◆ **ARBEITSAUFTRAG**
Führe den Text über Karl den Großen in der mittelalterlichen Dichtung fort und knüpfe dabei unmittelbar an seine letzte Zeile an.

Je mehr gesatzt, je weniger Recht.




Lose Blätter
zu der Sammlung von Minnesingern gehörig.
von Benecke.




II.

Jedes Volk hat sein goldenes Zeitalter, sein Reich des Saturnus; und die Urkunden dieser Zeit bewahrt die Poesie. Für unsere Deutschen Dichter des zwölften und dreyzehenten Jahrhunderts war dieses Saturnische Reich die Regierung Karls des Großen. Aber die Dichter sagen nur was jeder Edle ihres Volkes weiß, und glaubt, und fühlt, selbst aber zu sagen nicht vermag. Jener Glaube an Karl war also Volksglaube, eine Stimme Gottes, welche die wahrhafte Größe des edlen Franken kräftiger ausspricht als Hunderte von Pergamenten, mit wohl erhaltenen Siegeln behangen, zu thun vermöchten. Wo der Himmel noch so spät in die Nacht hinein mit rosenfarbigem Schimmer erquickt und entzückt, da muß eine große Sonne untergegangen seyn; und unsere Dichter sind also nicht Erdichter, sondern unverwerfliche Zeugen, denen man glauben müßte, wenn man auch kein anderes Zeugniß hätte.

1. Karls Hof war einfach und prunklos, Treue, Zucht, und Ehre wohnten bey dem edlen, milden, weisen Fürsten.


Bi Karles ziten was ein site,
     Des ist nu vil vergan!
     Man sach bi Karles hove niht wan triuwe, zuht, unde ere.
Nu ist valschiu diet den herren mite.
     Daz wizzet sunder wan.
     Swer in die lenge volget vil, dern hat niht wise lere.
Rein ingesinde
u. w.[1].

◆ **AUSZÜGE AUS DATENSÄTZEN**
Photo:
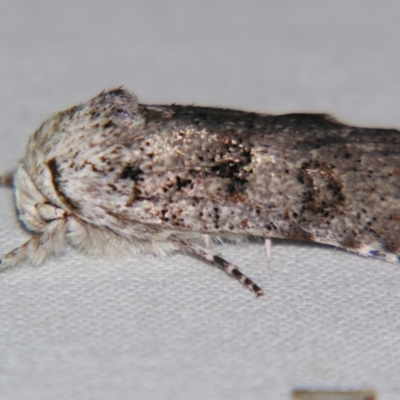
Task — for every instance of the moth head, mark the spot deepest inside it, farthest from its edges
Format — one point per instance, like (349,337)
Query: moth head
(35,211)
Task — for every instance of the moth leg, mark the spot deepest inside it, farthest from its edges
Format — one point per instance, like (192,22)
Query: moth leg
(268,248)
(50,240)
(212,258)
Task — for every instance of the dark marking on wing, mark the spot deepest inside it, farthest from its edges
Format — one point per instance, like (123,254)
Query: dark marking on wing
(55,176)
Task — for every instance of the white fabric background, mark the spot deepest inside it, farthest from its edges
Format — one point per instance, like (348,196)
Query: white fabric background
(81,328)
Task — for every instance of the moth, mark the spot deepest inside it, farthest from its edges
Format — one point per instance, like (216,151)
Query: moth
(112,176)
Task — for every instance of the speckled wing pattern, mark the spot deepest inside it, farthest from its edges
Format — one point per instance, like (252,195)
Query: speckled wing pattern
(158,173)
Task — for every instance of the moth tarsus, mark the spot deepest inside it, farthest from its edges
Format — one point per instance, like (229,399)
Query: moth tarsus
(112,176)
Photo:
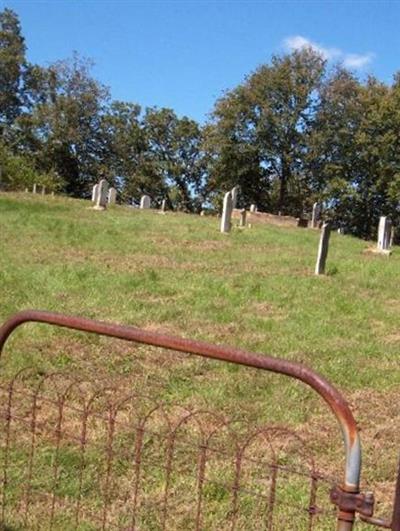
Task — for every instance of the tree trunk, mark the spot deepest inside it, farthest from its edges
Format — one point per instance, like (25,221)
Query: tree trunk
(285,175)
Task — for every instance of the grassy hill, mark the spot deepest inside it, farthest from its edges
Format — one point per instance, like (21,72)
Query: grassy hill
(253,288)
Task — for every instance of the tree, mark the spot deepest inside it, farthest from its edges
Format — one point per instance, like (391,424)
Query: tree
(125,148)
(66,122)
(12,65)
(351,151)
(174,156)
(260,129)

◆ **ANTWORT**
2. Wir wissen aus den Capitularien, wie angelegentlich Karl für richtiges Maß und Gewicht sorgte; Karles lot war daher ein sprichwörtlicher Ausdruck für haarscharfe Genauigkeit, und mit Karles lote wider wegen oder gelten hieß, etwas nach der größten Strenge erwidern, nicht das Geringste übersehen oder zu Gute halten (Wilh. d. H. 1. 115. b. Trist. 172. Frib. Trist. 1671). Wenn Wirnt von Gravenberch in seinem schönen Rittergedichte, Wigalois, die Treue, mit der die Königinn Liamere ihren erschlagenen Gemahl betrauert, als das höchste schildern will, was man je von Frauentreue sah, so sagt er (Z. 10073) ir truiwe wac fur Karles lot, überwog das strengste Richtloth.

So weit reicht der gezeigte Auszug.